### STUDY TEXT
□ □ □ □ □

Kenstrip v. Cranor

Citation235 P.2d 467,39 Wn.2d 403
Decision Date13 September 1951
Docket NumberNo. 31834,31834
PartiesKENSTRIP, v. CRANOR.
CourtWashington Supreme Court

Lawrence Kenstrip, pro se.

Smith Troy, Atty. Gen., Jennings P. Felix, Asst. Atty. Gen., Robert A. Comfort, Asst. Atty. Gen., for respondent.

MALLERY, Justice.

This matter is before this court on an order or show cause why the petitioner's prayer for a writ of habeas corpus should not be granted.

It appears, by the return on the show cause order, that petitioner entered a plea of guilty to a charge of first degree assault; that the court was aware of his previous commitment to the insane asylum, from which he had escaped; that the court examined him and determined, in its own mind, that he was sane; that he waived counsel; and that the court accepted his plea of guilty and sentenced him thereon.

This is a case of first instance, and the rule of this opinion is limited to the rights of a person charged with a crime committed after being adjudicated insane by a court of competent jurisdiction.

□ □ □ □ □

### RECORDS SUPPLIED
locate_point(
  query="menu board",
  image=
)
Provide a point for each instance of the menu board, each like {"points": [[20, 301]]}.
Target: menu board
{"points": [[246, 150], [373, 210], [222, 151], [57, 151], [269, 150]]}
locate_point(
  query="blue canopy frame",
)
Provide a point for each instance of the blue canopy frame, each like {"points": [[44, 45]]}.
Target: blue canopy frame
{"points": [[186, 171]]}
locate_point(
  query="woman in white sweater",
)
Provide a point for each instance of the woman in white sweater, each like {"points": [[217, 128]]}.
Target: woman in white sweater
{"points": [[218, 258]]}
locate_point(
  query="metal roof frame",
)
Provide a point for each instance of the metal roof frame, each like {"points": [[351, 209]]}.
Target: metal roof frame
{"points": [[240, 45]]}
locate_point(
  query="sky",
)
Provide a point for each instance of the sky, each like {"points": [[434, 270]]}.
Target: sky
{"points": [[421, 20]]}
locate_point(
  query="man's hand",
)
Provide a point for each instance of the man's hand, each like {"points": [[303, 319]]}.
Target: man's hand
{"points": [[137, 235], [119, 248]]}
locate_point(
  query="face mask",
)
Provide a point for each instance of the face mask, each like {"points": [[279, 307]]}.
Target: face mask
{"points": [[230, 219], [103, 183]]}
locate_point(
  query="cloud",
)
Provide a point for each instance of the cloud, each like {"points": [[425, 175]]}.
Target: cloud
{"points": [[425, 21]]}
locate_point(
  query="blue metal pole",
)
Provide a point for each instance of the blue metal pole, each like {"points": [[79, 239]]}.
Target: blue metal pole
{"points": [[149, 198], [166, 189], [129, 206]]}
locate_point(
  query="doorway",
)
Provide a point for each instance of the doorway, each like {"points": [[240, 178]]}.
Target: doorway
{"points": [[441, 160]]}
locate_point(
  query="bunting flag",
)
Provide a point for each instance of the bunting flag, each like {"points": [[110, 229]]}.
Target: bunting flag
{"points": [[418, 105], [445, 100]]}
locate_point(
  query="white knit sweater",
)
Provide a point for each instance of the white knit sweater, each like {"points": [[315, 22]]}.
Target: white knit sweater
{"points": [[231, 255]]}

□ □ □ □ □

In the Kenstrip v. Cranor opinion, what charge did the petitioner plead guilty to?

### EXERCISE ANSWER
First degree assault.